> _Input records_:
☆ ☆ ☆ ☆

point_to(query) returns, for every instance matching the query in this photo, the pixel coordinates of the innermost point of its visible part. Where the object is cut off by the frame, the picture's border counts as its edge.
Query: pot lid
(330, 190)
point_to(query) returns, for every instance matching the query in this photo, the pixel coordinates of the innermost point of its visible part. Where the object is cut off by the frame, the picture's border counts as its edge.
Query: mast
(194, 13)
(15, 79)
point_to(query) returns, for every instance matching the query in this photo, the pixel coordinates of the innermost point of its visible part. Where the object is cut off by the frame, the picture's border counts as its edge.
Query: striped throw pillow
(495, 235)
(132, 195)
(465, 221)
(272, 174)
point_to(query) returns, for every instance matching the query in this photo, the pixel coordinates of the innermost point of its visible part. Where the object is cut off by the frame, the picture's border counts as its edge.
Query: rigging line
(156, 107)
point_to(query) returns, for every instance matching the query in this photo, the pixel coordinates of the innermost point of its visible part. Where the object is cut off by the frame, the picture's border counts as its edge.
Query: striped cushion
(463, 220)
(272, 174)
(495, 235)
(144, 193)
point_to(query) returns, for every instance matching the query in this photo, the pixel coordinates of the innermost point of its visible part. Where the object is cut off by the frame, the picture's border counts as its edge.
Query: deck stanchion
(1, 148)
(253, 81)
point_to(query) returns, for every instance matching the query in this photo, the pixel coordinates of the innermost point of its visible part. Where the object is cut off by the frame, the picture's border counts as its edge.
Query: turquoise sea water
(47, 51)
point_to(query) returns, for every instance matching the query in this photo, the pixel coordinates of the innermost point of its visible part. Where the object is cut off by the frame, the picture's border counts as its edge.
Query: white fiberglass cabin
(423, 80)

☆ ☆ ☆ ☆

> _What is being asked_: So that the data stays intact, repeat all of it exactly.

> _Answer box_:
point_to(query) returns, for every instance matching the query in this photo, the pixel coordinates of the innermost point of its visible part. Where the object is cut off by the frame, the picture's border counts as its edge.
Query: pot lid
(330, 190)
point_to(query) returns, for every instance matching the query in this photo, the pixel coordinates of the innermost point of its visible part. Where the object is cut off by the frame, the picture's border counts as its edge.
Query: mast
(194, 13)
(15, 79)
point_to(query) returns, for every instance matching the query in this photo, the pixel coordinates of the innermost point of its visible part. Where the object is cut off by the frame, the picture's border counts as its edge.
Query: striped throw pillow
(495, 235)
(132, 195)
(465, 221)
(272, 174)
point_to(query) returns, for every instance matching the query in this photo, the pixel coordinates of the innermost point of its visible part. Where the object is cut off by the frame, the picture's border counts as its edge.
Query: rigging line
(156, 107)
point_to(query) returns, for every instance matching the query in this photo, the pixel coordinates of the innermost point of its visible part. Where the object is cut off by the frame, the picture's border counts as its edge.
Query: striped cushion
(463, 220)
(272, 174)
(495, 235)
(144, 193)
point_to(query) returns, for every instance matching the query in this photo, the pixel coordinates of the innermost point of its visible part. Where the object is cut off by the frame, the picture's border counts as its edge.
Query: deck stanchion
(1, 148)
(253, 81)
point_to(query) returns, for every instance matching the query in this photo, the pixel coordinates of the innermost point of its visible part. Where the object is cut off by the frame, the picture's border counts as its edge.
Query: turquoise sea water
(47, 51)
point_to(query) returns, for every instance matching the query in this photo, the pixel coordinates of the innermost point of its visible part. Where the object is cut off by the frame, the picture's border counts as its edge.
Query: white fiberglass cabin
(423, 80)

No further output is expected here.